Passage
Introduction The rapid proliferation of electric vehicles (EVs) has significantly transformed the transportation sector, aligning with global efforts to achieve carbon neutrality. However, the high randomness and volatility of EV charging behavior pose challenges for power grid management, particularly in accurately predicting short-term charging loads at EV charging stations. In this study, I address this issue by developing a novel combined model, the Crested Porcupine Optimizer-Variational Mode Decomposition-Bidirectional Long Short-Term Memory (CPO-VMD-BiLSTM), to enhance the precision of short-term charging load forecasting. This model integrates multi-factor analysis, adaptive signal decomposition, and advanced neural network architecture to tackle the non-stationarity and complexity of EV charging load data.
Research Background and Significance EVs play a pivotal role in reducing greenhouse gas emissions and promoting energy sustainability. However, their uncoordinated charging can lead to severe fluctuations in grid load, necessitating reliable short-term load prediction for effective Vehicle-to-Grid (V2G) integration. Traditional prediction methods often struggle with the high variability of EV charging patterns, which are influenced by factors such as temperature, day type, and holidays. Data-driven approaches, particularly those leveraging deep learning, have shown promise, but improving their accuracy remains critical.
Literature Review Existing EV charging load prediction methods can be categorized into model-driven and data-driven approaches. Model-driven methods rely on physical models but face challenges due to the randomness of user behavior. Data-driven methods, including machine learning and deep learning techniques, have gained traction. For example, Long Short-Term Memory (LSTM) networks and their variants, such as Bidirectional LSTM (BiLSTM), have demonstrated effectiveness in time series prediction by capturing temporal dependencies. However, the non-stationary nature of raw charging load data limits the performance of single models.
Signal decomposition techniques like Variational Mode Decomposition (VMD) have been used to address non-stationarity by breaking down complex signals into simpler, stationary components. VMD outperforms traditional methods like Empirical Mode Decomposition (EMD) by avoiding endpoint effects and mode mixing. To further optimize VMD, metaheuristic algorithms such as Particle Swarm Optimization (PSO) and Grey Wolf Optimization (GWO) have been applied. In this study, I introduce the Crested Porcupine Optimizer (CPO), a novel metaheuristic inspired by the defensive behaviors of crested porcupines, to adaptively tune VMD parameters, enhancing decomposition efficiency.

What to work on
a) Please condense the paragraph beginning "Signal decomposition techniques" in the EV charging load study into a short bulleted list that keeps its main facts.
b) Carry on the EV charging load study from its final sentence.

Data section
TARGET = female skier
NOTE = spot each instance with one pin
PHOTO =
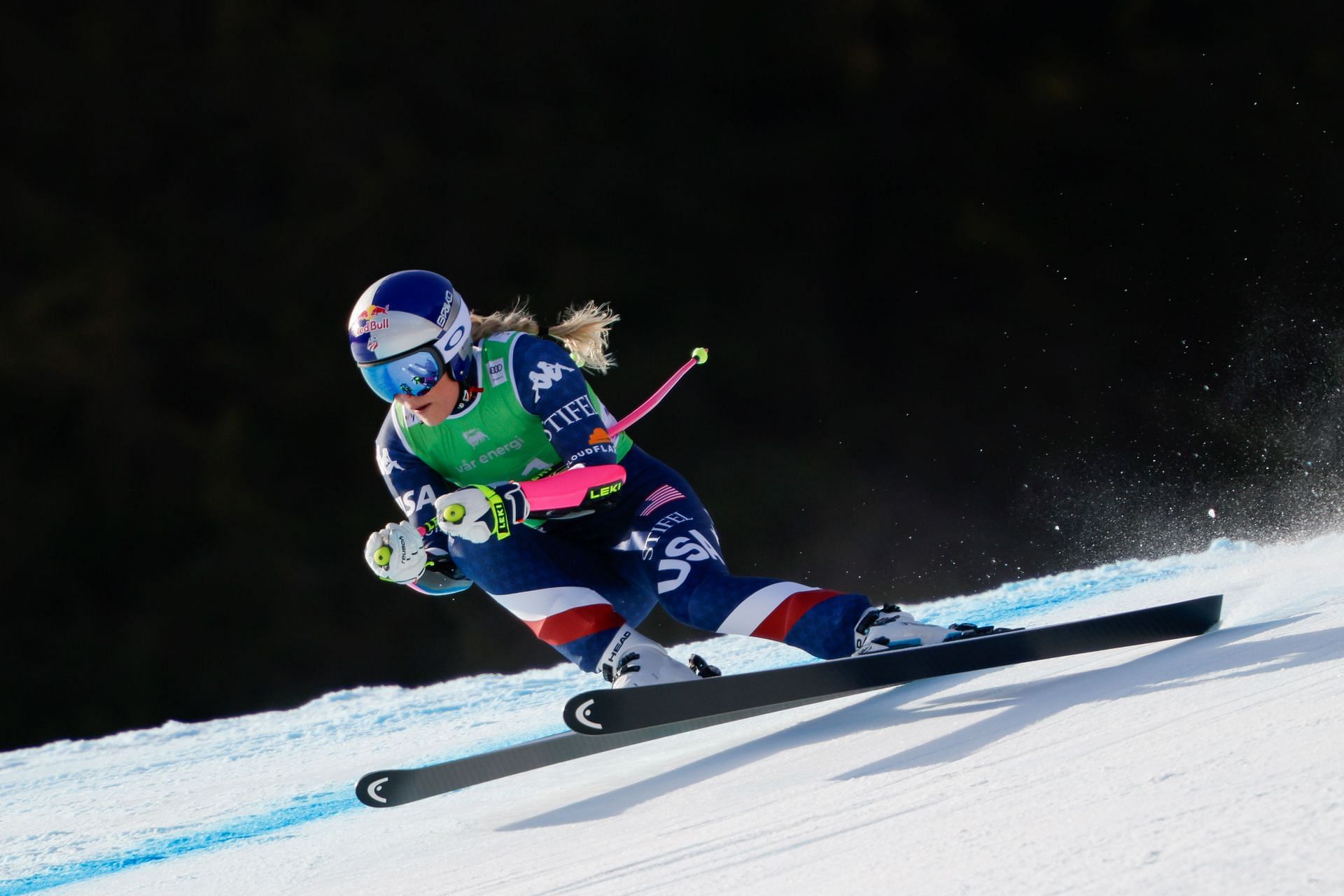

Answers per task
a)
- Variational Mode Decomposition (VMD) tackles non-stationarity by splitting complex signals into simpler, stationary components.
- VMD outperforms Empirical Mode Decomposition (EMD) because it avoids endpoint effects and mode mixing.
- Metaheuristic algorithms such as Particle Swarm Optimization (PSO) and Grey Wolf Optimization (GWO) have been used to optimize VMD.
- This study introduces the Crested Porcupine Optimizer (CPO) to tune VMD parameters adaptively and improve decomposition efficiency. CPO is a new metaheuristic modeled on the defensive behaviors of crested porcupines.

b)
Proposed Model: CPO-VMD-BiLSTM The CPO-VMD-BiLSTM model consists of three main components: multi-factor input selection, CPO-optimized VMD decomposition, and BiLSTM-based prediction.
1. Multi-factor Input Feature Matrix The model incorporates historical charging load data alongside three key influencing factors:
- Temperature: Collected from public meteorological datasets (e.g., NOAA).
- Day type: Categorized as weekdays, weekends, or holidays.
- Holidays: Binary indicator (0/1) for holiday periods.
These factors are combined with historical load data to form the input feature matrix, capturing both temporal and contextual dependencies in EV charging behavior .
2. Variational Mode Decomposition (VMD) VMD is a data-driven decomposition technique that breaks a time series into K intrinsic mode functions (IMFs) by solving a variational problem. The core steps involve:
- Constructing the Variational Problem:\(\min_{\{u_k\},\{\omega_k\}} \left\{ \sum_{k=1}^{K} \left\| \partial_t \left[ (\delta(t) + \frac{j}{\pi t}) * u_k(t) \right] e^{-j\omega_k t} \right\|_2^2 \right\} \quad \text{s.t.} \quad \sum_{k=1}^{K} u_k(t) = f(t)\) where \(u_k(t)\) are the IMF components, \(\omega_k\) are their central frequencies, and \(f(t)\) is the original signal .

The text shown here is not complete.